→ **Task requirements**
Produce a faithful copy of the data, one that leaves out the pictures.

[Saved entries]
··········
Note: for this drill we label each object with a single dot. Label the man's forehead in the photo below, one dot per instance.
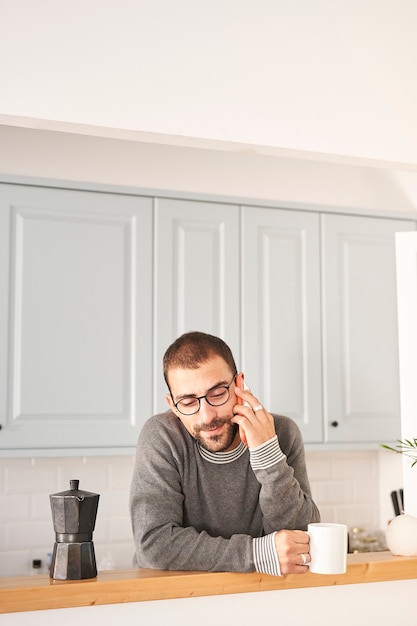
(193, 380)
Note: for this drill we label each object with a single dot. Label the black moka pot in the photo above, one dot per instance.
(74, 516)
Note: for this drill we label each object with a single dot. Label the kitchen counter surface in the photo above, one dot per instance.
(33, 593)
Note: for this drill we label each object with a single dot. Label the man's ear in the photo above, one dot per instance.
(170, 402)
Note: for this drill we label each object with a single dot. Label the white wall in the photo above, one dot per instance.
(383, 603)
(323, 76)
(287, 180)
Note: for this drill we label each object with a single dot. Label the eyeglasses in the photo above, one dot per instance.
(214, 397)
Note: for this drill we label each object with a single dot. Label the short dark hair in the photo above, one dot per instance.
(193, 348)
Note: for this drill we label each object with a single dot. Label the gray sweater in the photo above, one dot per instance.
(195, 510)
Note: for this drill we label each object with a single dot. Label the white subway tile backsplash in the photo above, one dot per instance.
(15, 507)
(30, 478)
(345, 485)
(114, 503)
(28, 534)
(120, 529)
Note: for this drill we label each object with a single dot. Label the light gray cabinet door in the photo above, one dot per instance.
(281, 333)
(75, 310)
(360, 355)
(197, 276)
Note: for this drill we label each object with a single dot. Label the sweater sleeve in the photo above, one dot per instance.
(280, 467)
(156, 507)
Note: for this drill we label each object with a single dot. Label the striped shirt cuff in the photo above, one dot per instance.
(266, 455)
(265, 555)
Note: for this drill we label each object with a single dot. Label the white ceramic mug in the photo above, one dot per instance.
(328, 548)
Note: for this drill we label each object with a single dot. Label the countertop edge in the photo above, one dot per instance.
(33, 593)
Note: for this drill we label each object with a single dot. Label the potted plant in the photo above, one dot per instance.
(401, 534)
(407, 447)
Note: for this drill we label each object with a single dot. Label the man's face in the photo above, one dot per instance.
(211, 426)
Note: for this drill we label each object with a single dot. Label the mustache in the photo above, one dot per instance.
(215, 423)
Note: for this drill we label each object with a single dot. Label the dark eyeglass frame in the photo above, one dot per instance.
(199, 398)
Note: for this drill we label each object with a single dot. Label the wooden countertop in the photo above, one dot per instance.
(31, 593)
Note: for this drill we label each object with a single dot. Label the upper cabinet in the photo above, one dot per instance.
(75, 306)
(94, 286)
(197, 276)
(281, 323)
(360, 334)
(319, 321)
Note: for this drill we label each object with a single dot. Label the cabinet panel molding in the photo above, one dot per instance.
(197, 276)
(78, 264)
(360, 356)
(281, 334)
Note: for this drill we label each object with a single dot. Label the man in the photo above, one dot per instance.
(219, 483)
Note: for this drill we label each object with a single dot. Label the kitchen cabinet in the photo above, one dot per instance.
(197, 276)
(75, 314)
(281, 323)
(360, 332)
(319, 321)
(95, 285)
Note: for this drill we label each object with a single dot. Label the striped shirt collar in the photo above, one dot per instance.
(222, 457)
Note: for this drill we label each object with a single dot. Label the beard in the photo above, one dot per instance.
(220, 442)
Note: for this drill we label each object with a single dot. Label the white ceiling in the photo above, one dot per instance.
(333, 77)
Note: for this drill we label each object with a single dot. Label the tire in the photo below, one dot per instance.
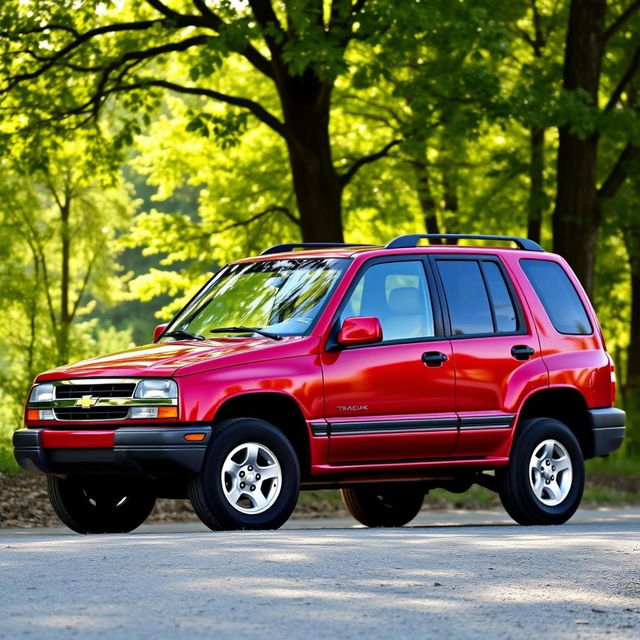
(105, 505)
(250, 478)
(386, 505)
(534, 490)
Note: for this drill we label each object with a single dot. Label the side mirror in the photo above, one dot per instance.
(157, 332)
(360, 330)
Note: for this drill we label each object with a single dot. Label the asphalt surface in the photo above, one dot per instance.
(451, 575)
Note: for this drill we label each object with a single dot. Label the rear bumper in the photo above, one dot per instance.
(127, 450)
(608, 430)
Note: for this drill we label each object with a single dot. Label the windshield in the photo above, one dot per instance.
(283, 297)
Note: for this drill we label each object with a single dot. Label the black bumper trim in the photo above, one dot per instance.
(608, 430)
(137, 450)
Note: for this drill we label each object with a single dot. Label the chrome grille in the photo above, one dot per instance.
(95, 413)
(96, 389)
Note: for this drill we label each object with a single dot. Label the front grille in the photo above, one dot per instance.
(96, 389)
(96, 413)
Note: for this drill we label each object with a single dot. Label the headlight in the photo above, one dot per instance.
(154, 389)
(41, 393)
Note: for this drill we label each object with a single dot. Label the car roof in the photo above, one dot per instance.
(400, 246)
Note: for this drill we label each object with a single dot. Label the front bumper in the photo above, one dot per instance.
(126, 450)
(608, 430)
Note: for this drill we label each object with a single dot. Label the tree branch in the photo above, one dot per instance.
(77, 42)
(256, 109)
(347, 176)
(85, 280)
(250, 53)
(273, 209)
(630, 73)
(620, 21)
(267, 18)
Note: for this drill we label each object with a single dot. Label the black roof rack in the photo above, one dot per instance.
(402, 242)
(282, 248)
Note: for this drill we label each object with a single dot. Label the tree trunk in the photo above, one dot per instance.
(65, 320)
(450, 197)
(632, 383)
(536, 183)
(576, 217)
(306, 105)
(425, 197)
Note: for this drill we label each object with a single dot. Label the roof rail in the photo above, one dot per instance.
(282, 248)
(402, 242)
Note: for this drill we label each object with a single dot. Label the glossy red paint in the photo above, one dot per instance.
(159, 330)
(376, 410)
(50, 439)
(358, 331)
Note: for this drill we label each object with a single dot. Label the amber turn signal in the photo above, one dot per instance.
(167, 412)
(195, 437)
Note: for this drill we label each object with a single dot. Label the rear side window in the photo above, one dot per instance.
(505, 313)
(467, 299)
(558, 296)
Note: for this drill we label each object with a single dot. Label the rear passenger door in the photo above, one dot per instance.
(496, 352)
(384, 403)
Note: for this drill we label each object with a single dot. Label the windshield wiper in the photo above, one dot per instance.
(183, 335)
(241, 329)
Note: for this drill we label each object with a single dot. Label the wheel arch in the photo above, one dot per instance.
(279, 409)
(565, 404)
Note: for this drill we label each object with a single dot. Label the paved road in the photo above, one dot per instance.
(470, 575)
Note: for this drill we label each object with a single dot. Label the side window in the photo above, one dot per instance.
(397, 294)
(558, 296)
(467, 299)
(504, 311)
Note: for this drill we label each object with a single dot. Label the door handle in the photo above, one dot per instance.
(433, 358)
(522, 352)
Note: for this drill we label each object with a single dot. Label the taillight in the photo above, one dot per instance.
(612, 373)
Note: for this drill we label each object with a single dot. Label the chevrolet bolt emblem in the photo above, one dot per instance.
(86, 402)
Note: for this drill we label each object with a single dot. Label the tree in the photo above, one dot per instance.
(64, 63)
(65, 219)
(577, 216)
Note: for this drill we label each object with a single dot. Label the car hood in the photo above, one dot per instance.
(183, 357)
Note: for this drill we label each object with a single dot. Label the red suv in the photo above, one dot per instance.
(383, 371)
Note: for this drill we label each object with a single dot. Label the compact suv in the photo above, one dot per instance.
(382, 371)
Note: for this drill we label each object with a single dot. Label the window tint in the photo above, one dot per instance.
(466, 295)
(397, 294)
(505, 314)
(558, 296)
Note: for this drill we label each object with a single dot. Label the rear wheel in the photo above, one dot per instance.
(250, 478)
(103, 505)
(388, 505)
(544, 480)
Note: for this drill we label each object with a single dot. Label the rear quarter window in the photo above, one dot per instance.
(558, 296)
··········
→ **Response to the task**
Note: for this drill we label each object with a single dot. Label the man's forehead in the photo below, one dot per instance.
(193, 380)
Note: for this drill we label each object with a single dot. Label the black moka pot in the photo above, one dot per instance.
(74, 516)
Note: for this drill we label each object with a single dot. Label the kitchen counter surface in the photo above, one dot per instance.
(33, 593)
Note: for this drill we label each object with a single dot. Label the man's ear in the photo above, one dot per instance.
(170, 402)
Note: for this drill we label each object with a single dot. Label the white wall in the photo above, one dot per instance.
(383, 603)
(323, 76)
(287, 180)
Note: for this drill we label each object with a single dot. Label the eyeglasses in the photo above, one dot per instance.
(214, 397)
Note: for this drill we label each object with a single dot. Label the short dark hair in the photo above, one dot per instance.
(193, 348)
Note: for this drill we label each object with a single dot. Label the gray sweater in the photo above, one dot per instance.
(195, 510)
Note: for this drill we label each object with a single dot. Label the white subway tile backsplash in the photo above, one dot per instance.
(15, 507)
(30, 478)
(345, 485)
(114, 503)
(28, 534)
(120, 529)
Note: for this drill we label each object with a single dot. Label the light gray cabinet door in the photo above, one dot per instance.
(281, 333)
(75, 310)
(360, 355)
(197, 276)
Note: for this drill we label each object with a single dot. Label the sweater sleeve in the photo above, one dot per instance.
(280, 467)
(156, 507)
Note: for this drill we label each object with a single dot. Label the striped shirt cuff in the photo above, one dot per instance.
(266, 455)
(265, 555)
Note: for this drill we label each object with a single dot. Label the white ceramic mug in the photo above, one dot per instance.
(328, 548)
Note: for this drill we label each object with a single dot. Label the countertop edge in the photo above, one dot per instance.
(33, 593)
Note: for this drill we label each object with a single dot. Label the potted plant in the photo above, one dot per instance.
(401, 534)
(407, 447)
Note: for this drill we label each object with a single dot. Label the man's face in the photo above, one dot per instance.
(211, 426)
Note: for this drill we label each object with a single dot. Label the mustache in the photo above, one dot per instance.
(215, 423)
Note: for this drill we label each object with a single dot. Label the dark eyeglass frame in the photo above, one dot per instance.
(199, 398)
Note: for this drill we label each object with a single dot. Label the wooden countertop in the photo above, one dot per instance.
(31, 593)
Note: for this drill we label each object with a single dot. Label the upper cabinet in the photo above, one dot per instance.
(75, 306)
(94, 286)
(197, 276)
(281, 323)
(360, 334)
(319, 321)
Note: for this drill we label each object with a single dot. Label the cabinet panel molding in the photo above, one dot per instance.
(197, 276)
(78, 264)
(360, 356)
(281, 334)
Note: for this drill we label each object with a single dot. Label the man in the photo above, one dot per instance.
(219, 483)
Note: for this drill we label each object with a single dot. Label the kitchen cabinet in the photo above, one dot per instance.
(197, 276)
(75, 314)
(281, 323)
(360, 332)
(319, 321)
(95, 285)
Note: for this drill we label each object with a single dot. Label the striped shirt collar in the photo above, one dot per instance.
(222, 457)
Note: for this drill we label each object with a single dot. Label the beard in the photo above, one dot per instance.
(220, 442)
Note: for this drill we label each object with a single dot. Label the white ceiling in the photo above, one dot per instance.
(333, 77)
Note: for this drill we label each object with a single dot. Label the tire in the photo below, one dot per instance.
(105, 505)
(250, 478)
(386, 505)
(534, 490)
Note: for this drill we label each object with a single dot. Label the side mirror in the photo above, one dot per instance.
(157, 332)
(360, 330)
Note: for this drill we label each object with a single dot. Label the asphalt surface in the photo above, one dot per instance.
(451, 575)
Note: for this drill we label each object with a single dot. Label the rear bumper in the photo above, one dot per instance.
(127, 450)
(608, 430)
Note: for this drill we label each object with a single dot. Label the windshield in the photo above, one dot per instance.
(283, 297)
Note: for this drill we label each object with a single dot. Label the black bumper trim in the photo above, one dot per instance.
(608, 430)
(137, 450)
Note: for this drill we label each object with a single dot. Label the chrome grille in the photo above, one dot per instance.
(95, 413)
(96, 389)
Note: for this drill we label each object with a single dot. Label the front grille in the photo above, one dot per instance.
(96, 389)
(96, 413)
Note: for this drill we label each object with a single dot. Label the headlight in the photo above, one dot per instance.
(154, 389)
(41, 393)
Note: for this drill we label each object with a single dot. Label the car roof in the photo above, one dot per instance.
(400, 246)
Note: for this drill we label each object with a single dot. Label the front bumper in the photo above, one dot per instance.
(126, 450)
(608, 430)
Note: for this drill we label each object with a single dot. Label the tree branch in the photo above, one dot per instance.
(77, 42)
(256, 109)
(347, 176)
(85, 280)
(250, 53)
(273, 209)
(630, 73)
(620, 21)
(267, 18)
Note: for this drill we label each object with a single dot. Label the black roof rack in the photo above, one dot per instance.
(402, 242)
(282, 248)
Note: for this drill we label each object with a single dot. Label the tree trunk in the photo above, one dot per instance.
(65, 320)
(450, 197)
(632, 383)
(536, 183)
(576, 217)
(306, 105)
(425, 197)
Note: for this drill we label each object with a single dot. Label the roof rail in the photo above, one dot per instance.
(282, 248)
(402, 242)
Note: for this drill we label each object with a single dot. Label the glossy red paint in the photo above, one dot per instance.
(159, 330)
(376, 410)
(50, 439)
(358, 331)
Note: for this drill we label each object with a single dot. Label the amber turn signal in the photo above, one dot per instance.
(167, 412)
(195, 437)
Note: for this drill we label each object with a single dot. Label the rear side window in the photo above, one dot per instance.
(505, 313)
(467, 299)
(558, 296)
Note: for this drill we label each object with a single dot. Label the rear passenger door in the photo above, one dot per instance.
(496, 352)
(384, 403)
Note: for this drill we label each object with a single dot. Label the windshield wiper in the photo above, one dot per instance.
(183, 335)
(241, 329)
Note: for this drill we label each object with a single dot. Label the wheel arch in the photo above, one dot per instance.
(279, 409)
(565, 404)
Note: for this drill we label each object with a single dot. Label the paved road in the photo above, one dot per instance.
(470, 575)
Note: for this drill we label each object with a single dot. Label the side window in the photo above, one dot per instance.
(397, 294)
(558, 296)
(467, 299)
(504, 311)
Note: for this drill we label each object with a single dot. Label the door handle in the photo above, one dot per instance.
(433, 358)
(522, 352)
Note: for this drill we label each object with a single dot. Label the taillight in the photo above, one dot per instance.
(612, 373)
Note: for this drill we label each object with a single dot. Label the chevrolet bolt emblem in the photo above, one dot per instance.
(86, 402)
Note: for this drill we label each object with a single dot. Label the tree in the photo above, one dot per instance.
(64, 63)
(65, 219)
(577, 216)
Note: for this drill we label each object with a single dot. Label the car hood in the photo above, one dot per instance.
(183, 357)
Note: for this drill we label each object with a single dot. Label the red suv in the photo above, one dot per instance.
(383, 371)
Note: for this drill we label each object with a single dot. Label the compact suv in the photo above, one dot per instance.
(382, 371)
Note: for this drill we label each object with a single dot. Label the window tint in the photo above, one dot per instance.
(466, 295)
(397, 294)
(505, 314)
(558, 296)
Note: for this drill we label each object with a single dot. Label the rear wheel in the photo above, one dot per instance.
(250, 478)
(103, 505)
(388, 505)
(544, 480)
Note: for this drill we label each object with a single dot. Label the rear quarter window in the photo above, one dot per instance.
(558, 296)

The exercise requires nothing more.